THE PROBLEM
Continue the article on Jay-Z's experience with therapy, picking up after its final sentence.

[Opening SELECTED PASSAGE section]

Jay-Z, rapper and entrepreneur, talks candidly about therapy and how it transformed his outlook on life’s tribulations.
I had demons deep inside that would raise when confronted.
Jay-Z and Beyonce, an illustrious duo, each bared their souls on their solo projects 4:44 and Lemonade. Aside from the alluring melodies, artistic music videos, and the subliminal innuendos – the narrative of both albums flows like therapy sessions.
The singer and actress’ album, Lemonade, touched on her marriage hardships, political stance and womanhood. Rapper Jay-Z’s album spoke on similar issues, but from his own perspective. 4:44 had a candid and vulnerable approach in comparison to his previous albums. Jay-Z credits therapy for helping him confront and cope with difficult emotions.
Both artists are very private individuals who rarely commit to interviews. They release works of art, but seldom engage in press junkets. Therefore, the revelation of Jay Z’s mental health struggles came as a surprise.
The 21-time Grammy winner talked with Dean Baquet, Executive Editor of The New York Times, about the personal growth he experienced from therapy. Baquet states, “I did want to try to understand how, with an $88 million Bel Air mansion a freeway ride from neighborhoods where black people endure with so little, Jay-Z holds onto his younger self — a black man who grew up in the ’70s in the Marcy projects of Brooklyn. It seemed from his new body of work that examining this high-wire act of straddling two places had been stirring more deeply within him.”
As a Brooklyn native, Jay-Z had a tough upbringing witnessing violence and selling drugs to get by. He had to come to terms with understanding that his mother was gay and that his father left his family behind when he was age 11. “I went to school, got good grades, could behave when I wanted/But I had demons deep inside that would raise when confronted,” lyrics he wrote to his song December 4th.

[Closing SELECTED PASSAGE section]
[Opening ENTRIES SHOWN section]

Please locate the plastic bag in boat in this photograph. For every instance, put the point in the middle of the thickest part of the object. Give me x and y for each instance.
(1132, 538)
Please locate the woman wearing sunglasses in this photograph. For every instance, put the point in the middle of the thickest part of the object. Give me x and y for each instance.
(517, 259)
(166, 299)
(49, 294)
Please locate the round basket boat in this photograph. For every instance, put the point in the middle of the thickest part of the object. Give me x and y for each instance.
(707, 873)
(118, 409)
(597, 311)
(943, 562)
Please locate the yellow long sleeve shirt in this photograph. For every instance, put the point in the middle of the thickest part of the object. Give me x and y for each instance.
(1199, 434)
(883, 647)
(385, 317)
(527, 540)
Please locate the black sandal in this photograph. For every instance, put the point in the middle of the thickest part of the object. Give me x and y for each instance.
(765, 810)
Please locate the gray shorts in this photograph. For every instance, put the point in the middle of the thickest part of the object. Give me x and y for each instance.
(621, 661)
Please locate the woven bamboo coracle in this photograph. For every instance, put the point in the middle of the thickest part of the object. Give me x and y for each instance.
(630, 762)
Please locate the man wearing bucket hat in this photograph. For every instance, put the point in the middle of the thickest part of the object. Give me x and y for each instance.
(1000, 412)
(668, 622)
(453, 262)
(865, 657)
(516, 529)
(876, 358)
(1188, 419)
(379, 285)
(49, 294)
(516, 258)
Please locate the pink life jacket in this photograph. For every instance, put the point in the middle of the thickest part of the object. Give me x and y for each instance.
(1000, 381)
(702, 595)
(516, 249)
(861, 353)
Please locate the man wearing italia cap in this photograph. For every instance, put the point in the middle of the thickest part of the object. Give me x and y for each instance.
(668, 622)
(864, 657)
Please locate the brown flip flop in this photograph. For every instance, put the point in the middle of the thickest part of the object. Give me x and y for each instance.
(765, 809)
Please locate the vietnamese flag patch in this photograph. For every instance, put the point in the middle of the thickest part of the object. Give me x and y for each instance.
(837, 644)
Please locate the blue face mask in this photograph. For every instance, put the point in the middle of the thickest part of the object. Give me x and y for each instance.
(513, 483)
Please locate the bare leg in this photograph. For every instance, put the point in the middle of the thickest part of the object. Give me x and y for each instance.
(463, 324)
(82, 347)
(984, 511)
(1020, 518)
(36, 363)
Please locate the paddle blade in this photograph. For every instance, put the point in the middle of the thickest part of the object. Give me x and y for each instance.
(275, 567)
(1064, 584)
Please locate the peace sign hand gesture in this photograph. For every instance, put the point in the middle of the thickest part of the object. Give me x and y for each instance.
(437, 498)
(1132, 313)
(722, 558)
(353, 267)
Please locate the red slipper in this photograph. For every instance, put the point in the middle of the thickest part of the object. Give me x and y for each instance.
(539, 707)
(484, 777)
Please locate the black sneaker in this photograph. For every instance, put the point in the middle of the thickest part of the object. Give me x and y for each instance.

[Closing ENTRIES SHOWN section]

REPLY
He told The New York Times, “I was just saying there was a lot of fights in our neighborhood that started with “What you looking at? Why you looking at me? You looking at me?” He acknowledged that his first reaction was often anger simply because it triggered his survival instincts. However, therapy helped him transition his anger into compassion, “These young men coming from these … they just in pain,” he says.
Therapy has affected his outlook on the topics he discusses in his album such as having an affair, raising children, and being a black entrepreneur. “…I think the most important thing I got is that everything is connected. Every emotion is connected and it comes from somewhere. And just being aware of it. Being aware of it in everyday life… you’re at such an advantage,” Jay-Z states to The New York Times.
Along with his openness, Jay-Z recognizes that his voice matters. “I think when you make music, you want people to hear different things, and then you want it to start a dialogue. Because that’s how we get to understanding,” he says to The New York Times.
Jay-Z also conversed with CNN’s Van Jones about mental health, as well as the stigma that goes along with it, especially in the black community. “Mental health, PTSD and trauma is so rampant in our community,” Jones said on the The Van Jones Show, before joking that “as scared as black folks are of the cops, we’re even more scared of therapists.”
Jay-Z concurred with the host stating the youth needs help with social anxiety, bullying and alcohol abuse. “I think actually it [therapy] should be in our schools. Children have the most going on. Their minds aren’t fully developed,” he states on The Van Jones Show.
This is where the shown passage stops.